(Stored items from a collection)
>>>
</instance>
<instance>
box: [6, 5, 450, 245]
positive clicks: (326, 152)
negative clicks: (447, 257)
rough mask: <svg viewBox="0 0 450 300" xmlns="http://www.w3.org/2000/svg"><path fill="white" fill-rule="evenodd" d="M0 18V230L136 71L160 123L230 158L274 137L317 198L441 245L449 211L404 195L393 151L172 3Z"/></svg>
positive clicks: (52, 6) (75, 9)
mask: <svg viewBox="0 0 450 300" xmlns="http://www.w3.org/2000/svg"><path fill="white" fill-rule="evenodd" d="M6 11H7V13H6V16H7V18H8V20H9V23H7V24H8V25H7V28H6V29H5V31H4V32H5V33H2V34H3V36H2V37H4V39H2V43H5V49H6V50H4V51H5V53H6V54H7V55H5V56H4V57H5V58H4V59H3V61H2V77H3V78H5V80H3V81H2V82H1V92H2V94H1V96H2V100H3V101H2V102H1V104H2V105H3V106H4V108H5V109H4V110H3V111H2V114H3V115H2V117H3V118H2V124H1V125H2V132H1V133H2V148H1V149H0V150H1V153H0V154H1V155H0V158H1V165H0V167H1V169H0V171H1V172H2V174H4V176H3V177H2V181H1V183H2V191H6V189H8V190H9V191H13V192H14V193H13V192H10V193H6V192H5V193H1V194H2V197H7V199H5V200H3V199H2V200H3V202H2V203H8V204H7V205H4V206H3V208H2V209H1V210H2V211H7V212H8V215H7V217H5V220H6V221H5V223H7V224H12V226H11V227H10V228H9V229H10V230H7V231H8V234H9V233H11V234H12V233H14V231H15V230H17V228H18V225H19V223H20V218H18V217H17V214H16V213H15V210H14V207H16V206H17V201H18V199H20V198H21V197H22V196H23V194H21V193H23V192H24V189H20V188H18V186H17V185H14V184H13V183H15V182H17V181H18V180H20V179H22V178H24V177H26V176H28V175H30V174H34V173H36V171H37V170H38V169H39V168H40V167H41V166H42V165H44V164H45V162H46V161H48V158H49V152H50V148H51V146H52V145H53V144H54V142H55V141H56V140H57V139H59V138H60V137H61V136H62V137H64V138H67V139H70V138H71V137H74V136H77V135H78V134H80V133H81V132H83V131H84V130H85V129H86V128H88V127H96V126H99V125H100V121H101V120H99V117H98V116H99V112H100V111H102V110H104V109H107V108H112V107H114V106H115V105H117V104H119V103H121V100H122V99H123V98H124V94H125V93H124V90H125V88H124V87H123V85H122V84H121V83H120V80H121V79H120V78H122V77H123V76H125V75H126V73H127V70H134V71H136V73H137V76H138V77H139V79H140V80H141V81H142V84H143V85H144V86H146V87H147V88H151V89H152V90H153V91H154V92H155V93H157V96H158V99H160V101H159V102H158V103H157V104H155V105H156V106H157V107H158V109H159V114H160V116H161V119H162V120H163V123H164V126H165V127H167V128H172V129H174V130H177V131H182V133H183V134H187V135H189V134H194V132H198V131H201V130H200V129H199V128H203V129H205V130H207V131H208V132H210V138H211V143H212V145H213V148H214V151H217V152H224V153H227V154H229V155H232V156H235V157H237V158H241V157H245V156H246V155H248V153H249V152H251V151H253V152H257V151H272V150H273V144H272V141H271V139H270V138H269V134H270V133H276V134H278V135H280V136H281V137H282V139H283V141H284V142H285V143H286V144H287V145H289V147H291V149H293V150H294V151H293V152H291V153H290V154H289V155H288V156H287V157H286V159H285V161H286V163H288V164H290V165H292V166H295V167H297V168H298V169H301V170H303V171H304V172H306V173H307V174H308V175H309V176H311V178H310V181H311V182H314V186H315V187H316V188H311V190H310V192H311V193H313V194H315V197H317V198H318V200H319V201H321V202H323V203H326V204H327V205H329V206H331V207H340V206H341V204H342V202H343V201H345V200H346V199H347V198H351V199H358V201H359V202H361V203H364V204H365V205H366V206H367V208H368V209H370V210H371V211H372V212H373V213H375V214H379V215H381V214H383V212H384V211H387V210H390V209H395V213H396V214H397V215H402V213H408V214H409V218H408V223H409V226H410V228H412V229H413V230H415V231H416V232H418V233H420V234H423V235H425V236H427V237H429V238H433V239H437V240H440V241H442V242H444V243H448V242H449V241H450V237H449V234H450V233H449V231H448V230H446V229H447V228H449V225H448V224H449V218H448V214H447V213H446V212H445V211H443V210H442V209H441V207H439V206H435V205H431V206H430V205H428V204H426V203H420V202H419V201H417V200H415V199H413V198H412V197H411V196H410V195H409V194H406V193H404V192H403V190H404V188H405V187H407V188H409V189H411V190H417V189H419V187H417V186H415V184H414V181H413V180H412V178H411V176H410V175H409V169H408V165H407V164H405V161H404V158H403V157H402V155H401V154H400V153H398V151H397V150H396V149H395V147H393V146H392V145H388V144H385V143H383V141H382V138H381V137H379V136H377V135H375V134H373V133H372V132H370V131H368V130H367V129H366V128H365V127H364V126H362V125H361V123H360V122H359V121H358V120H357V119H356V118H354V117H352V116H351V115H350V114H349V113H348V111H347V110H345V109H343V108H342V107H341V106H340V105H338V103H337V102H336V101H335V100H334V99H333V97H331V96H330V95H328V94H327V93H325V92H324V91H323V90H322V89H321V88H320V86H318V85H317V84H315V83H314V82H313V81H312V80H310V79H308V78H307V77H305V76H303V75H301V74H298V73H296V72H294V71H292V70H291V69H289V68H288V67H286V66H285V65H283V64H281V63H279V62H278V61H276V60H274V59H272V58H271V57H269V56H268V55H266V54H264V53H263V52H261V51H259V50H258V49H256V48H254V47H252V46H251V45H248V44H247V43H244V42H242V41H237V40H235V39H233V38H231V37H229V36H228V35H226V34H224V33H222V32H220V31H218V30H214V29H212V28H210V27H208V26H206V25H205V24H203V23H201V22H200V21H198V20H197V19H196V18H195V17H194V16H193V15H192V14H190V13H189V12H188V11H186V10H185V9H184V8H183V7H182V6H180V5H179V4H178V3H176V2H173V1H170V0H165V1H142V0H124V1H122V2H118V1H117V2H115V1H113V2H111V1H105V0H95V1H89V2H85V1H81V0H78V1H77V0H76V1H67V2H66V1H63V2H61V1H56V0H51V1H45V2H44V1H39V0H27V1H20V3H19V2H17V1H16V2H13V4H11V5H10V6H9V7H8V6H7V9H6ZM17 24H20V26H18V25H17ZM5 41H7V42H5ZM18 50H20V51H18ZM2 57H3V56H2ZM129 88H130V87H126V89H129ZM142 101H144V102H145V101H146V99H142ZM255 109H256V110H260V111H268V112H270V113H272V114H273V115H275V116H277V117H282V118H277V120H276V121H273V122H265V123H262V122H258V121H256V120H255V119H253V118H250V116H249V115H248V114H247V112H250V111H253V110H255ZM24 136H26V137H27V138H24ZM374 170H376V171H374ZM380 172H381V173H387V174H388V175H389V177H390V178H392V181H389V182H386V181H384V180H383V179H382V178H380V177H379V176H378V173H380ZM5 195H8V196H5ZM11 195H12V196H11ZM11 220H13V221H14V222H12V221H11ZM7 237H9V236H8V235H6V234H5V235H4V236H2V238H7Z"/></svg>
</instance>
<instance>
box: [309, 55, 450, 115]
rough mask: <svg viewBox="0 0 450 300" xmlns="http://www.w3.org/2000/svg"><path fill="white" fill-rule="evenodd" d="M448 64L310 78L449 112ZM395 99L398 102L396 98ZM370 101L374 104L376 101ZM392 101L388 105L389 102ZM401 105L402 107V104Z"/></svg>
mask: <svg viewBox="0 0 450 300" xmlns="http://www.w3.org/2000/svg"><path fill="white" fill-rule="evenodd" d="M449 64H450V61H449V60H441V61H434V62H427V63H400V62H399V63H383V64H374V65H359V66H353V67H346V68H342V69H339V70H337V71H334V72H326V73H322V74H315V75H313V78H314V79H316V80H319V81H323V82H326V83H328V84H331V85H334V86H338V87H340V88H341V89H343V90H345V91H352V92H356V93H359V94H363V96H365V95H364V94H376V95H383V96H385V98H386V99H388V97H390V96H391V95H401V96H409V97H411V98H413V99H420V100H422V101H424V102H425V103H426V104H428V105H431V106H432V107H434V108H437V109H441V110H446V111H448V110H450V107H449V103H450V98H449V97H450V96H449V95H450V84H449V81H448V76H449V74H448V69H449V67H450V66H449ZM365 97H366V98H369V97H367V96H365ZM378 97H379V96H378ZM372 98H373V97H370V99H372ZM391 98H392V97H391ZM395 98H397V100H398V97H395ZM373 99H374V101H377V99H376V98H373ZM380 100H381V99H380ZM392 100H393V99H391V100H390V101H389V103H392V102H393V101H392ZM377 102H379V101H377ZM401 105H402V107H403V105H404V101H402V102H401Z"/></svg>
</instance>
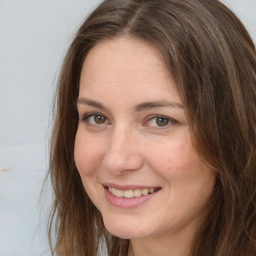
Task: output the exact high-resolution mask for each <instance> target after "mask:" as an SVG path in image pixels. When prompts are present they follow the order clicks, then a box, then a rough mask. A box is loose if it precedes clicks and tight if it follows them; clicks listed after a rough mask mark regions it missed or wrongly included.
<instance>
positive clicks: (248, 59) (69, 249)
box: [48, 0, 256, 256]
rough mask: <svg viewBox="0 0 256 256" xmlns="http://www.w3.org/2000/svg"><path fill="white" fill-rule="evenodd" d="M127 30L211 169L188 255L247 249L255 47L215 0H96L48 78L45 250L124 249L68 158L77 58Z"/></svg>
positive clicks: (253, 208) (78, 253)
mask: <svg viewBox="0 0 256 256" xmlns="http://www.w3.org/2000/svg"><path fill="white" fill-rule="evenodd" d="M120 36H130V37H133V38H138V39H140V40H145V41H147V42H149V43H150V44H152V45H153V46H154V47H155V48H156V49H158V51H159V52H160V53H161V54H162V57H163V59H164V61H165V64H166V66H167V67H168V69H169V71H170V73H171V75H172V77H173V78H174V80H175V82H176V86H177V90H178V91H179V94H180V97H181V99H182V101H183V102H184V104H185V105H186V106H187V107H186V113H187V116H188V119H189V124H190V127H191V134H192V137H193V143H194V146H195V148H196V149H197V150H198V153H199V155H200V156H201V157H202V159H203V160H204V161H205V162H206V163H207V165H208V166H210V167H211V169H212V170H213V171H215V172H216V173H217V180H216V186H215V189H214V191H213V195H212V198H211V202H210V212H209V216H208V218H207V220H206V221H205V222H204V223H203V224H202V226H201V227H200V229H199V230H198V233H197V235H196V236H195V238H194V243H193V246H192V248H191V253H190V255H191V256H198V255H207V256H234V255H236V256H255V255H256V53H255V46H254V44H253V42H252V39H251V38H250V36H249V34H248V32H247V31H246V29H245V27H244V26H243V25H242V23H241V22H240V21H239V19H238V18H237V17H236V16H235V14H234V13H233V12H231V11H230V10H229V9H228V8H227V7H226V6H225V5H224V4H222V3H221V2H219V1H217V0H105V1H103V2H102V3H101V4H100V5H99V6H98V7H97V8H96V9H95V10H94V11H93V12H92V13H91V15H89V17H88V18H87V19H86V20H85V21H84V23H83V24H82V25H81V27H80V29H79V30H78V32H77V34H76V36H75V38H74V40H73V42H72V44H71V46H70V48H69V50H68V52H67V54H66V58H65V60H64V62H63V65H62V69H61V72H60V76H59V81H58V88H57V101H56V110H55V125H54V128H53V133H52V140H51V153H50V154H51V155H50V168H49V175H50V178H51V183H52V186H53V191H54V202H53V206H52V211H51V215H50V218H49V232H48V235H49V241H50V246H51V252H52V255H61V256H75V255H76V256H82V255H83V256H96V255H97V254H98V252H99V251H100V250H101V246H102V245H104V246H105V247H106V250H107V251H108V255H110V256H119V255H120V256H126V255H127V249H128V243H129V241H128V240H123V239H120V238H118V237H114V236H112V235H111V234H109V233H108V232H107V231H106V230H105V228H104V225H103V222H102V218H101V215H100V213H99V211H98V210H97V209H96V207H95V206H94V205H93V203H92V202H91V201H90V199H89V198H88V195H87V194H86V192H85V190H84V187H83V185H82V182H81V179H80V176H79V173H78V171H77V169H76V166H75V163H74V140H75V135H76V130H77V126H78V114H77V109H76V100H77V97H78V90H79V79H80V73H81V67H82V64H83V62H84V59H85V58H86V55H87V54H88V52H89V51H90V49H92V47H94V46H95V45H96V44H97V43H98V42H99V41H101V40H103V39H106V38H115V37H120Z"/></svg>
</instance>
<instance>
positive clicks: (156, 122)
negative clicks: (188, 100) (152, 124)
mask: <svg viewBox="0 0 256 256" xmlns="http://www.w3.org/2000/svg"><path fill="white" fill-rule="evenodd" d="M168 122H169V120H168V119H167V118H157V120H156V123H157V125H158V126H165V125H167V124H168Z"/></svg>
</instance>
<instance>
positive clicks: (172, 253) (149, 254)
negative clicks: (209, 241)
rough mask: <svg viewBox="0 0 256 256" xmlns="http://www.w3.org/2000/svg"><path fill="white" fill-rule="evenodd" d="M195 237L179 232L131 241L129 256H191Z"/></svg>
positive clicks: (130, 243)
mask: <svg viewBox="0 0 256 256" xmlns="http://www.w3.org/2000/svg"><path fill="white" fill-rule="evenodd" d="M190 231H191V230H190ZM194 235H195V233H193V234H192V233H190V232H179V233H176V234H172V235H168V236H159V237H157V238H147V239H131V240H130V245H129V249H128V256H145V255H147V256H159V255H161V256H170V255H172V256H189V255H190V249H191V245H192V242H193V237H194Z"/></svg>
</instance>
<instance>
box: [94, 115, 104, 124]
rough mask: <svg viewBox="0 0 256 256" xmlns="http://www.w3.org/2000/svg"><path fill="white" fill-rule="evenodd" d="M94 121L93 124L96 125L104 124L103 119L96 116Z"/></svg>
mask: <svg viewBox="0 0 256 256" xmlns="http://www.w3.org/2000/svg"><path fill="white" fill-rule="evenodd" d="M94 121H95V123H97V124H104V123H105V117H103V116H99V115H96V116H95V117H94Z"/></svg>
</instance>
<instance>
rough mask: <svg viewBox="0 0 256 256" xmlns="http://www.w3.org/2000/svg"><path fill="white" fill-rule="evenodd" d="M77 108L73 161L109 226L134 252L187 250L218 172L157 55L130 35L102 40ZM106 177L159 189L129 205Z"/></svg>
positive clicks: (198, 222) (96, 203) (186, 254)
mask: <svg viewBox="0 0 256 256" xmlns="http://www.w3.org/2000/svg"><path fill="white" fill-rule="evenodd" d="M95 102H96V103H95ZM145 102H147V103H148V102H151V104H143V105H142V103H145ZM152 102H158V104H152ZM159 102H160V103H161V104H160V103H159ZM145 106H146V107H145ZM77 107H78V112H79V119H80V121H79V126H78V130H77V134H76V140H75V162H76V166H77V169H78V171H79V173H80V176H81V178H82V182H83V185H84V187H85V190H86V192H87V193H88V195H89V197H90V198H91V200H92V202H93V203H94V204H95V205H96V207H97V208H98V209H99V211H100V212H101V214H102V216H103V220H104V224H105V226H106V228H107V229H108V231H109V232H110V233H112V234H114V235H116V236H118V237H121V238H126V239H130V241H131V246H130V248H129V255H136V256H142V255H152V256H153V255H162V256H165V255H172V256H176V255H182V256H184V255H188V252H189V248H190V246H191V242H192V240H193V237H194V235H195V232H196V231H197V229H198V227H199V225H200V224H201V223H202V221H203V219H204V218H205V216H206V215H207V205H208V204H207V203H208V202H209V199H210V197H211V194H212V191H213V187H214V184H215V175H214V173H213V171H212V170H210V169H209V168H208V167H207V166H206V165H205V164H204V162H203V161H202V160H201V158H200V157H199V155H198V154H197V152H196V150H195V149H194V147H193V145H192V142H191V133H190V127H189V125H188V123H187V120H186V115H185V110H184V106H183V104H182V102H181V99H180V96H179V94H178V92H177V89H176V86H175V83H174V81H173V79H172V77H171V75H170V72H169V71H168V70H167V68H166V66H165V65H164V63H163V61H162V59H161V56H160V54H159V53H158V52H157V50H156V49H154V48H153V47H152V46H150V45H149V44H148V43H146V42H143V41H140V40H138V39H133V38H129V37H120V38H114V39H108V40H104V41H102V42H100V43H98V44H97V45H96V46H95V47H94V48H92V49H91V50H90V52H89V54H88V55H87V57H86V59H85V61H84V64H83V68H82V72H81V79H80V89H79V99H78V104H77ZM95 112H96V113H97V115H95ZM161 118H162V119H161ZM106 183H113V184H117V185H118V186H128V187H129V186H135V187H136V186H140V187H154V188H159V191H158V192H156V193H154V194H152V197H151V198H150V199H149V200H148V201H146V202H145V203H143V204H141V205H139V206H137V207H134V208H128V209H127V208H122V207H116V206H113V205H112V204H111V203H110V202H109V201H108V200H107V199H106V195H105V188H104V186H103V184H106Z"/></svg>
<<<
■ **Your objective**
Transcribe exactly, and only, the lines from the opening line of the records through the line containing "18V230L136 71L160 123L230".

■ **Task response**
</instance>
<instance>
box: [6, 5, 450, 245]
positive clicks: (326, 152)
negative clicks: (447, 257)
rough mask: <svg viewBox="0 0 450 300" xmlns="http://www.w3.org/2000/svg"><path fill="white" fill-rule="evenodd" d="M0 18V230L136 71L160 123L230 158L274 137L317 198L441 245L449 211L404 195L393 151L172 3Z"/></svg>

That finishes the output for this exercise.